'''
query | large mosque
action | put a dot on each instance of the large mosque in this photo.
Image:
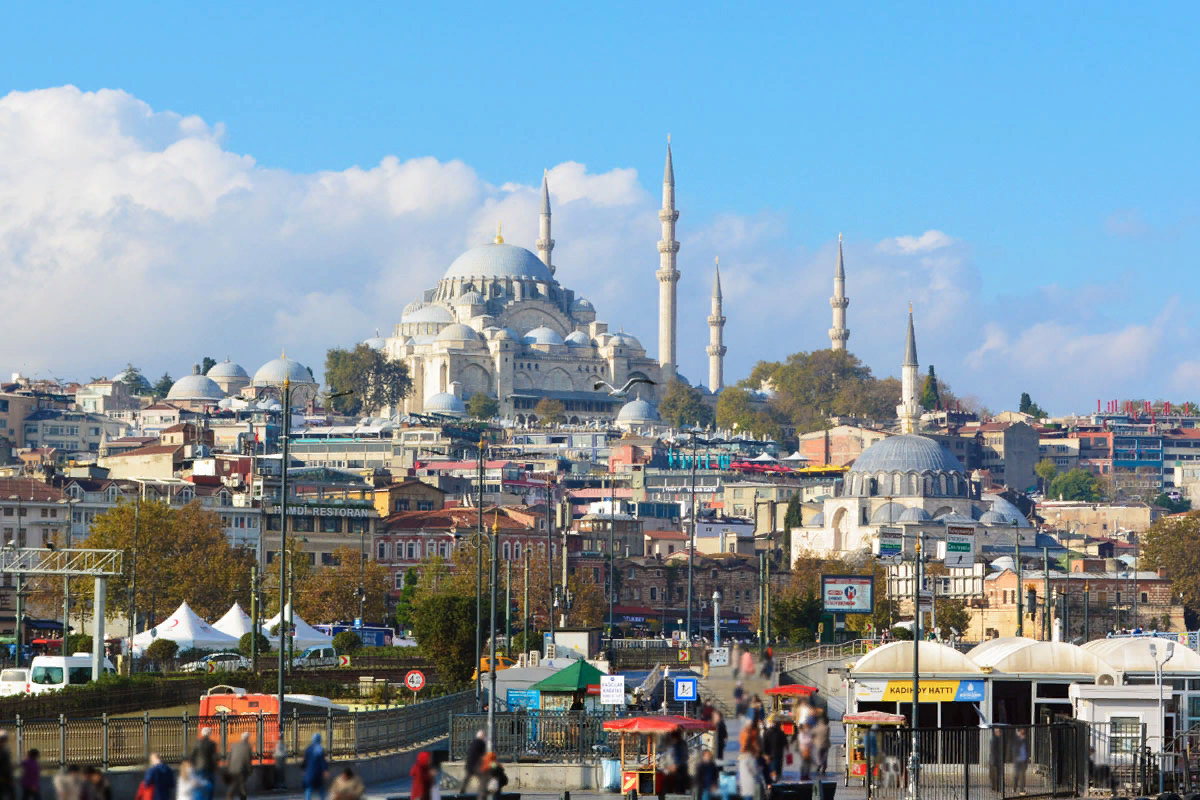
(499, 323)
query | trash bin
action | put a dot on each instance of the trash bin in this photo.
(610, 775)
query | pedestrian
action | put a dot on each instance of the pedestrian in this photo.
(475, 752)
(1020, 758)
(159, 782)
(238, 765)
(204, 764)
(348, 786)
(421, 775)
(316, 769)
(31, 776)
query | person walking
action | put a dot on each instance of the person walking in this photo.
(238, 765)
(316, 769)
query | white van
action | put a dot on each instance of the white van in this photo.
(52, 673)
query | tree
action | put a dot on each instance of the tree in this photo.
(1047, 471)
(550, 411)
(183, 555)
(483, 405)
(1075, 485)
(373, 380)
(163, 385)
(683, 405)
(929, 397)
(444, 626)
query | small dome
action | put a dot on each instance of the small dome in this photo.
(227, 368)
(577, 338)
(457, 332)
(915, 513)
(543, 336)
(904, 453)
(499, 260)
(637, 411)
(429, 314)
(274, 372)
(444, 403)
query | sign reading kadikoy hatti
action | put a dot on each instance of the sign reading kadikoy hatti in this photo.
'''
'''
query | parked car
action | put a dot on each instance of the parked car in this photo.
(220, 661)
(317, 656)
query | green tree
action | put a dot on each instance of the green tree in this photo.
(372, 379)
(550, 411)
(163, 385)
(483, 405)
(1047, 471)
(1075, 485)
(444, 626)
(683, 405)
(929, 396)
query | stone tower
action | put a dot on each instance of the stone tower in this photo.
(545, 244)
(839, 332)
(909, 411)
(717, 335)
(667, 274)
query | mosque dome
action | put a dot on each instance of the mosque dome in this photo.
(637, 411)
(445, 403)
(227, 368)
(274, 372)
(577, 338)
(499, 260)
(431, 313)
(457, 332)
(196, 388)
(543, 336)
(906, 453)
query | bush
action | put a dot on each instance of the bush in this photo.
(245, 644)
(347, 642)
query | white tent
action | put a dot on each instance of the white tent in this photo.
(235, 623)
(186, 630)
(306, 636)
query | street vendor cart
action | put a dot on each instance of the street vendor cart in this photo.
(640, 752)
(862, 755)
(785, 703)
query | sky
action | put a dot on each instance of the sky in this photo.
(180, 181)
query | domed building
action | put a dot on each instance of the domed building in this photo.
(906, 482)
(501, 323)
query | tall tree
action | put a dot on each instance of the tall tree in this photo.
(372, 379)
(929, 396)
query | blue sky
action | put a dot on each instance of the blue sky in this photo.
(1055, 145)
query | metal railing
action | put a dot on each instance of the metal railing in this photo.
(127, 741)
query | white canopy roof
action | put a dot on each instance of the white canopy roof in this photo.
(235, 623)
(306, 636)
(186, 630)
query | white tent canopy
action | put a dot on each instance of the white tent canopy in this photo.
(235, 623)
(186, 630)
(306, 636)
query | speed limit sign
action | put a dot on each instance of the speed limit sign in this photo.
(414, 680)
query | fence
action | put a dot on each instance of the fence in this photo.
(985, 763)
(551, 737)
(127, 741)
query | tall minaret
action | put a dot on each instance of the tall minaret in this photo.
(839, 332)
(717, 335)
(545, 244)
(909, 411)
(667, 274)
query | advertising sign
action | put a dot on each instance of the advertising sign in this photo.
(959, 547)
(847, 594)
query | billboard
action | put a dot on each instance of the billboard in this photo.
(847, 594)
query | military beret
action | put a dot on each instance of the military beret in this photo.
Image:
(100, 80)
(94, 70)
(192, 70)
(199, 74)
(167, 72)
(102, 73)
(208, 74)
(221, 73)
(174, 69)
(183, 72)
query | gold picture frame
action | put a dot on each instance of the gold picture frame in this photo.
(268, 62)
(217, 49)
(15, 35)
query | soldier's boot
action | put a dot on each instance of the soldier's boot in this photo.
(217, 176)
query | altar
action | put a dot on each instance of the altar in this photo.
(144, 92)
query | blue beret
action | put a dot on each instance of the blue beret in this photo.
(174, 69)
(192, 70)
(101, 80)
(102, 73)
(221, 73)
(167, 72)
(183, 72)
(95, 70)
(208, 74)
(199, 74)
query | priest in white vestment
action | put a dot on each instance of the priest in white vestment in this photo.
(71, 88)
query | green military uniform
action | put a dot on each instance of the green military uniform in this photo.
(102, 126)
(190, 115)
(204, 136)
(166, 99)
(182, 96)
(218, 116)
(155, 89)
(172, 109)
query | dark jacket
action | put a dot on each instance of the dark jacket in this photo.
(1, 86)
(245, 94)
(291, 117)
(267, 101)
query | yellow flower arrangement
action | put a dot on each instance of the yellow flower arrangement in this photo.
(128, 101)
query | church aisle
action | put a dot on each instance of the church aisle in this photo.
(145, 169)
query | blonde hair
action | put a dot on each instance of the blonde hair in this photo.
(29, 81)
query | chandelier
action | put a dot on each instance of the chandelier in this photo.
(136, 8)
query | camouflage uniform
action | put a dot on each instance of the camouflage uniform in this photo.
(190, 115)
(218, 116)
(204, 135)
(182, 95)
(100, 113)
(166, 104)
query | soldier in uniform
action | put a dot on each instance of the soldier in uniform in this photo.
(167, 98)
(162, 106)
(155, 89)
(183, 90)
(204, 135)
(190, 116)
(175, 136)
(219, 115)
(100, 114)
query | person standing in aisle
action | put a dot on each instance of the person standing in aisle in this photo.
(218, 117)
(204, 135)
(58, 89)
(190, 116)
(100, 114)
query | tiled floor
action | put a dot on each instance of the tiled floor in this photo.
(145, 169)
'''
'''
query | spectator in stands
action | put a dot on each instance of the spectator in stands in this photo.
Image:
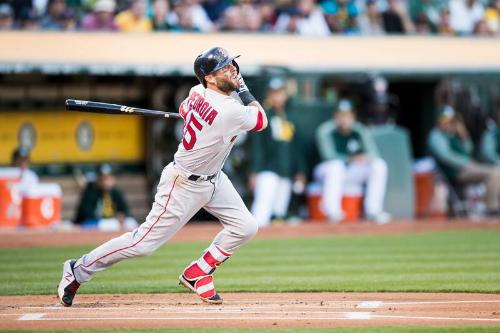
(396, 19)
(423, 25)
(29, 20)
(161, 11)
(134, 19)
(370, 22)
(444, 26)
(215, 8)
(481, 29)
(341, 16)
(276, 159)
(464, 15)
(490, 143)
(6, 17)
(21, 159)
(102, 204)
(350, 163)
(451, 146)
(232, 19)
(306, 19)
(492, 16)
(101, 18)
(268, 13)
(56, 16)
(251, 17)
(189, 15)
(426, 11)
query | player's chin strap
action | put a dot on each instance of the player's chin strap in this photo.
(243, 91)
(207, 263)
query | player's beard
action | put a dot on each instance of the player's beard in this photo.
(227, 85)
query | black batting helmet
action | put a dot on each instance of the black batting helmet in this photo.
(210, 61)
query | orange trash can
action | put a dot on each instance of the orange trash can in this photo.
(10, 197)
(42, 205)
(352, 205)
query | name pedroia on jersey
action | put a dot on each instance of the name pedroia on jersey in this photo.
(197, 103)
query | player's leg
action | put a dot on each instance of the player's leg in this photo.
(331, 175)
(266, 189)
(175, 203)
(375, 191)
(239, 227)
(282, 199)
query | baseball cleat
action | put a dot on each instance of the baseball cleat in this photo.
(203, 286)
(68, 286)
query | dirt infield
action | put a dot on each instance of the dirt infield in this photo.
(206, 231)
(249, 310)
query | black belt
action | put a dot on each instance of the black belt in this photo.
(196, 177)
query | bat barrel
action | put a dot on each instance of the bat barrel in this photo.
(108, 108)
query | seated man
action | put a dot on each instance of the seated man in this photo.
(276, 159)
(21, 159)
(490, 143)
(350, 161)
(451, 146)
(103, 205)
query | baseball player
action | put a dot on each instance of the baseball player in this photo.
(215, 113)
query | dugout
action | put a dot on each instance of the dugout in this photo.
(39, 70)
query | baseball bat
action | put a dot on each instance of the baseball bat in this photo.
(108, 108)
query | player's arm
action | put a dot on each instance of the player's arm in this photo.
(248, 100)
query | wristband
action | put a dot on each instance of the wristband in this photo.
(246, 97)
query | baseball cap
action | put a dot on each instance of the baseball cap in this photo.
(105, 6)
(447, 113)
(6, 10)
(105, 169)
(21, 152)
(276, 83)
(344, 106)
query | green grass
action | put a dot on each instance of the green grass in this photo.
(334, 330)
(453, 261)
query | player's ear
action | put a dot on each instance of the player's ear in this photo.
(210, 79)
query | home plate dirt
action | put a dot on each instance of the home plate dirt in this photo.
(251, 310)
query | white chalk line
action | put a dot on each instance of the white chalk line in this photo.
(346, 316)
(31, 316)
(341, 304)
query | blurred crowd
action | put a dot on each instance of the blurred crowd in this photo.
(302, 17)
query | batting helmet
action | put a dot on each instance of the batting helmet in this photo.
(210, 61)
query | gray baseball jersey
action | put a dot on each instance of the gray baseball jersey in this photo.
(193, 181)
'''
WHAT YOU SHOULD DO> Retype exactly, and only, the lines above from the one where "tall tree in this photo." occurs up to and including the one where "query | white tent canopy" occurs.

EXERCISE RESULT>
action | put a dot on each instance of the tall tree in this photo.
(372, 379)
(929, 396)
query | blue sky
action | put a dot on each instance of the blue sky in this photo.
(1055, 145)
query | metal railing
action | put a dot on each instance of the metal railing in this photo.
(127, 741)
query | white canopy roof
action | put a dot on each instance of the white canopy roof in this photo.
(235, 623)
(306, 636)
(186, 630)
query | white tent canopy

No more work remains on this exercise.